● REQUIRED ACTION
Pick every line from the data below that contains the string "beam" and copy it.

Source records
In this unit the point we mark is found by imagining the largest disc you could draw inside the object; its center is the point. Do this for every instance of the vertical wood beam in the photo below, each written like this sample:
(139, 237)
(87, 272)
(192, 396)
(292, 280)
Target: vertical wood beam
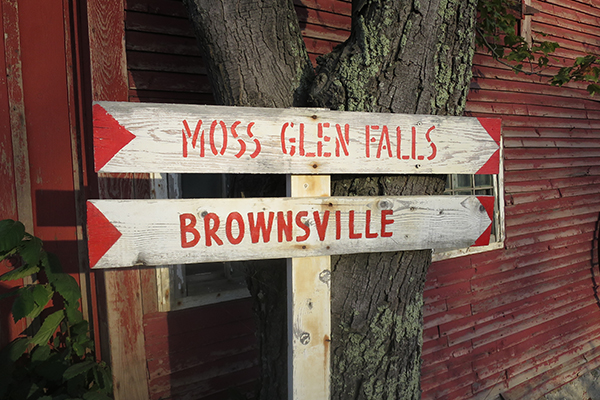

● SOLVED EXERCISE
In this unit the point we mark is found by imagining the largest disc you could draw inside the object; its center is the point. Do this for every instance of the vertical wood beam in the photo below, each written like this sample:
Target: vertical wood beam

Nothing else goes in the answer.